Extracted entries →
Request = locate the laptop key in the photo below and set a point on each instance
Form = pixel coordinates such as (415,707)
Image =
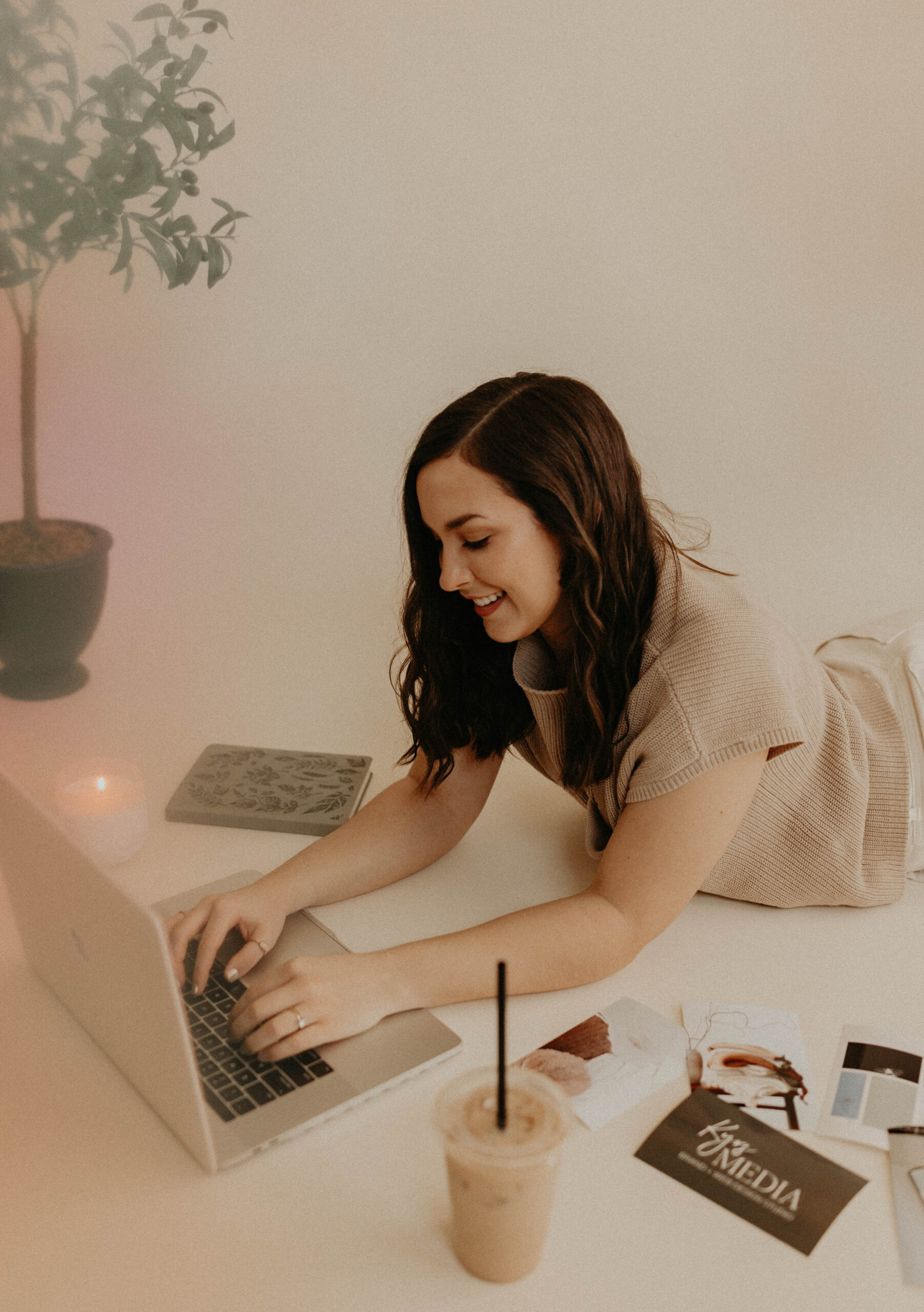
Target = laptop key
(260,1093)
(279,1083)
(296,1072)
(217,1105)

The request →
Switch each "laptop key" in the data above to "keyboard key" and write out the lines again with nothing else changed. Leave the pictures out.

The completed task →
Request = locate the keyboard key in the photo below and set a point on each instance
Form = pixel coordinates such as (415,707)
Image =
Target = keyboard key
(260,1093)
(279,1083)
(296,1072)
(217,1105)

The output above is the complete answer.